WHAT IS NEEDED —
Can you reproduce, word for word, the lines of the listing below, starting at the line containing "below contains wristwatch." and ending at the line containing "236, 237, 336, 387", with both of those lines included and the pictures left out?

<<<<

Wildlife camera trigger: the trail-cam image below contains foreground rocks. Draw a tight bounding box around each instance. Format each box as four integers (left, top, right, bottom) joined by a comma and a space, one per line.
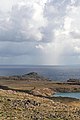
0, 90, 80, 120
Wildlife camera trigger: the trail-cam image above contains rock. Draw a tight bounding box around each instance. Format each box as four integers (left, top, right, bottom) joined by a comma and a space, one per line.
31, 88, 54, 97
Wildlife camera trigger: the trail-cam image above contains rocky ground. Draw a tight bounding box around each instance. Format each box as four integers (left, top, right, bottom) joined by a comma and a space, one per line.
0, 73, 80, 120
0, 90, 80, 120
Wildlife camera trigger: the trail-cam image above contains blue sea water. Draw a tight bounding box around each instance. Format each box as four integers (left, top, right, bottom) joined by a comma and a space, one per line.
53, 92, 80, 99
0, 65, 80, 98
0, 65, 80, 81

>>>>
<<<<

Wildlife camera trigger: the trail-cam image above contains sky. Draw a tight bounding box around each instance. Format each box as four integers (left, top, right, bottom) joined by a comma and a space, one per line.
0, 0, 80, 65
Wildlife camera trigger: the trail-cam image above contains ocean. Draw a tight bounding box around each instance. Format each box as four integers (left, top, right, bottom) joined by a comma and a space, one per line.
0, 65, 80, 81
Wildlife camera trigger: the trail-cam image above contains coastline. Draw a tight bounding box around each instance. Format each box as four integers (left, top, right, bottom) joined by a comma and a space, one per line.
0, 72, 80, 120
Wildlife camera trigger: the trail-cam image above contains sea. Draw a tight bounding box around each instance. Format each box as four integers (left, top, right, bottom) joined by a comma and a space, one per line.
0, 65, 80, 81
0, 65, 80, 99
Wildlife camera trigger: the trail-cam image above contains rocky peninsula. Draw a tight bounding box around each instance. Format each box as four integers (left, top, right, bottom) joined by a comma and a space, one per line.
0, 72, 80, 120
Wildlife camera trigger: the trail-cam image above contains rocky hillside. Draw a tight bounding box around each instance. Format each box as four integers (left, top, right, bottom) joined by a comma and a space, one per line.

>>>>
<<<<

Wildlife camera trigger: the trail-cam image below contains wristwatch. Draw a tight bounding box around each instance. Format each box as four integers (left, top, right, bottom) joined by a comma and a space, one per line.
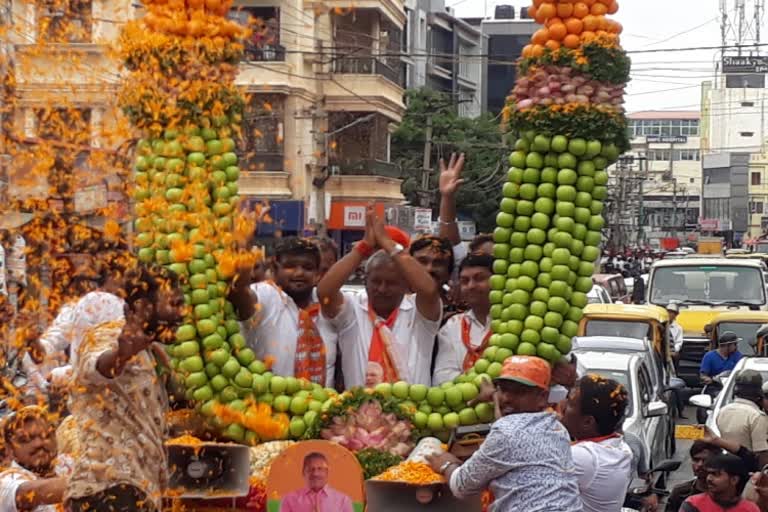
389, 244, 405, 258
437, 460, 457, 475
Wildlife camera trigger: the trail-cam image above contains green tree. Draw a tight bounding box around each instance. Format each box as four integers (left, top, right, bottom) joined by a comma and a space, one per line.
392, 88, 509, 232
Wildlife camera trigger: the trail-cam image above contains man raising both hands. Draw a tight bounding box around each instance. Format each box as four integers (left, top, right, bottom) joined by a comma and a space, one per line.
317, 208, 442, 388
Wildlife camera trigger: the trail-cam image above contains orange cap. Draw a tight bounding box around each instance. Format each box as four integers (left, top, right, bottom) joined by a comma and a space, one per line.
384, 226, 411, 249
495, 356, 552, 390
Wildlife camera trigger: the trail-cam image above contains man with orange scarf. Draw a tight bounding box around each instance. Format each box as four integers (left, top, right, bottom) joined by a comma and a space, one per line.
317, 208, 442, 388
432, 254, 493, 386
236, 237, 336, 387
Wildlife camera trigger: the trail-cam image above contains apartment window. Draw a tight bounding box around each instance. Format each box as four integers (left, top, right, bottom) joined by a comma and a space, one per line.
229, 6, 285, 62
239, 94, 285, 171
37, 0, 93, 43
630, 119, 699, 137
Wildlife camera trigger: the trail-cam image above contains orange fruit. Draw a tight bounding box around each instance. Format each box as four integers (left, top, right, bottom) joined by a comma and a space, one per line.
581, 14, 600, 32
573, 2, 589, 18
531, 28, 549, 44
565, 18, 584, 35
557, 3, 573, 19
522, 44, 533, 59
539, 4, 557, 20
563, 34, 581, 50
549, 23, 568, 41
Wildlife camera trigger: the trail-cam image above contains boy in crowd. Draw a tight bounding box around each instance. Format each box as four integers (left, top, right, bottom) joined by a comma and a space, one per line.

>>>>

EXERCISE RESPONSE —
Wildlife camera trigger: the trail-cam image below contains wristwatch. Draw a tight bounding box around each instance. Format each box as four integers (left, top, right, bottom) joined by a comma and a space, one per line.
389, 244, 405, 258
437, 460, 457, 475
Wildlife camera trigger: the trail-cam image above contains green tree. Draw a tight bounding box around each instance. Format each box as four integers (left, top, right, bottom) joined by a comma and a space, one per line.
392, 88, 509, 232
Wildlife camera trigger: the trail-cam image above contains man raising both hands. Draw a tight bounding box around each instance. Format each box as four integers (left, top, right, bottom) joined by a comma and a space, one per line.
317, 208, 442, 388
Wildlife camera trigger: the trail-cam image above contains orange cap. Draw a tight bounding box around each instance. Format each box as four integers (left, top, right, bottom) joined by a comma and a space, one per line.
384, 226, 411, 249
495, 356, 552, 390
Wildlife camera trigger: the trail-cam image above contains man with orange scarf. Draw a tight bounding box around each instance. Format each box as four integers (left, top, right, bottom) joined by a comma and a space, one per line.
317, 208, 442, 388
432, 254, 493, 386
236, 237, 336, 387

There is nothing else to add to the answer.